# PROBLEM DESCRIPTION
Report each line in the records below that contains the string "nose", copying every such line in full.

[begin DATA ROWS]

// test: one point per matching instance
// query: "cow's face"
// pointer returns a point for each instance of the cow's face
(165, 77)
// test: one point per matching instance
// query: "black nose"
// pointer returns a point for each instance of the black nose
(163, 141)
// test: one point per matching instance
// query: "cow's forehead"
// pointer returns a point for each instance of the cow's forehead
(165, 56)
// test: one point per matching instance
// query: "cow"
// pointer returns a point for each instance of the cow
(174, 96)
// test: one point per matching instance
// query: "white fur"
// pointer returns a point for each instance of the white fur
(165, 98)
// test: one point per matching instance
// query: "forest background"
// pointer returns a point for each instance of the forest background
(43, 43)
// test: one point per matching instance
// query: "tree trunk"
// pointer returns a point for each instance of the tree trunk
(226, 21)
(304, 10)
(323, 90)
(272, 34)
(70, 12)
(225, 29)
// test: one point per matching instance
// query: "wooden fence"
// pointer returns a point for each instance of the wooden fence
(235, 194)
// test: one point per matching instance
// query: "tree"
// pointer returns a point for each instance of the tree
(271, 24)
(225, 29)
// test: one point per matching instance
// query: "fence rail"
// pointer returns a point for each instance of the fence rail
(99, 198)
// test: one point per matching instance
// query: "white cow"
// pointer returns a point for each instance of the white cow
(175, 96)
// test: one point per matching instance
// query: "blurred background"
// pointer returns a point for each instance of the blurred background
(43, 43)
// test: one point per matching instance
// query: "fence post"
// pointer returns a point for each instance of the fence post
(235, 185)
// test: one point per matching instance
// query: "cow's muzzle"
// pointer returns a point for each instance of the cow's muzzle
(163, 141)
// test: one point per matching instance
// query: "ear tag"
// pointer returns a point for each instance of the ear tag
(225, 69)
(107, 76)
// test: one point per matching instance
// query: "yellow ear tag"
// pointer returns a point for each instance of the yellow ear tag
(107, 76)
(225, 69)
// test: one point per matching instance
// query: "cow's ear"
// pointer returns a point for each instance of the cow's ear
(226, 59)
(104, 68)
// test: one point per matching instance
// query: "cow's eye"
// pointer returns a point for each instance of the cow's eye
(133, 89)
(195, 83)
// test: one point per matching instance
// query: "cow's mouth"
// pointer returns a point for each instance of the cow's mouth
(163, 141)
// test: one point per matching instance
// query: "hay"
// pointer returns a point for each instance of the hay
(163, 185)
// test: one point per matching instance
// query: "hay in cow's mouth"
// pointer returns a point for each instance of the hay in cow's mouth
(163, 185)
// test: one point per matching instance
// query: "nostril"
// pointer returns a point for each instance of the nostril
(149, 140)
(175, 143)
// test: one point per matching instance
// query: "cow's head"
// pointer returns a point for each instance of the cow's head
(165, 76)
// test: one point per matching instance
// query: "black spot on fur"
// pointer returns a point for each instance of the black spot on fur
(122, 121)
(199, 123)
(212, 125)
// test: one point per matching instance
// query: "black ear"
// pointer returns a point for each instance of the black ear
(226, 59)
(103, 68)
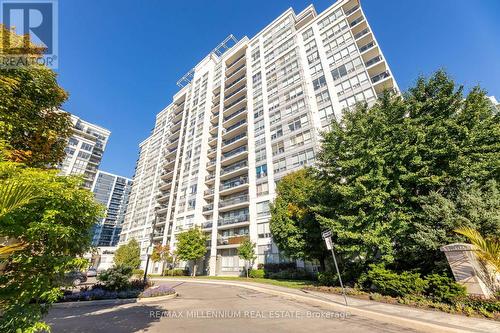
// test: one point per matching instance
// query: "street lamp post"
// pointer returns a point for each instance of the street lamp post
(149, 250)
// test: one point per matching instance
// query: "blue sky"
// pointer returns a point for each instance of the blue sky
(119, 60)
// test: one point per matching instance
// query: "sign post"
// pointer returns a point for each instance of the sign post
(327, 236)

[end DATA ROWS]

# THE SOLUTION
// query: "black nose"
// pointer returns a point for each instance of the black nose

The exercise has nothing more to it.